> _WORK INSTRUCTIONS_:
1) Write out the passage of the MERM edition thread that runs from "Note: I began" up to and including "than the 13th.".
2) Carry on the forum thread about the 12th and 13th MERM editions, starting right after its final line.

> _SELECTED EXCERPT_:
◆ ◆ ◆
# MERM 12th vs. 13th for PE Exam



## GR8 PLUMENG (May 30, 2017)

Should I invest in MERM 13th? I used the 12th Ed MERM on the exam and i wasn't successful. Based on what I've read so far, there seems to be very little difference between the two. Also, is anyone willing to sell their 13th Ed.


----------



## Audi Driver P.E. (May 30, 2017)

There is little point in upgrading.  12th ed. is a perfectly good reference text to prepare you.  In fact, since it has the practice problems right in the text, I'd say it's better for at least the reason you don't have to buy the separate text for them.  If you use the MERM in conjunction with your undergrad texts you will have every underlying theory and methodology you will need to prepare.

Note: I began my study with the 12th ed. using a borrowed text.  I quickly found that I wanted to make notes right in it, so I gave the borrowed text back to my friend and bought my own.  Since I was purchasing anew, I decided to get the latest, but believe me, there is very little difference between the texts and I would have been just as well served to have bought the 12 ed.  And there were more people in my exam that had the 12 ed. sitting on the table than the 13th.


----------



## JHW 3d (Jun 8, 2017)
◆ ◆ ◆
> _LISTING_:

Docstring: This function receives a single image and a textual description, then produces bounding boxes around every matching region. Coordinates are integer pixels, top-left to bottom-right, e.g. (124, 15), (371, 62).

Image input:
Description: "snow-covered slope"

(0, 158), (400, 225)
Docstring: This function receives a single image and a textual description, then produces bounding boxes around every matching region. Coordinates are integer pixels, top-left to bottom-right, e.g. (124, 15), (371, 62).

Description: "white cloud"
◆ ◆ ◆
> _OUTPUTS IN ORDER_:
1)
Note: I began my study with the 12th ed. using a borrowed text.  I quickly found that I wanted to make notes right in it, so I gave the borrowed text back to my friend and bought my own.  Since I was purchasing anew, I decided to get the latest, but believe me, there is very little difference between the texts and I would have been just as well served to have bought the 12 ed.  And there were more people in my exam that had the 12 ed. sitting on the table than the 13th.

2)
Some HVAC people say 13th edition was a big leap.


----------



## squaretaper LIT AF PE (May 3, 2018)

Reference books are for rookies. m1*Δh1=m2*Δh2 is all you need! Everything else is just a distractor! :rotflmao: :rotflmao: :rotflmao: ...says the guy who is on round 3.


----------



## squaretaper LIT AF PE (May 3, 2018)

I thought 13 was OK because I picked up the "Quick Reference" that matched it and I found it really useful. That way I just looked up equations in the Quick Reference while looking up tables in the MERM.


----------



## MechanicalApril17 (May 28, 2018)

12th edition is a fine book. I didn’t waste any  money on the upgrade.

However, if you’re planning to take a prep class then their class notes will use references to sections in the latest edition (13th).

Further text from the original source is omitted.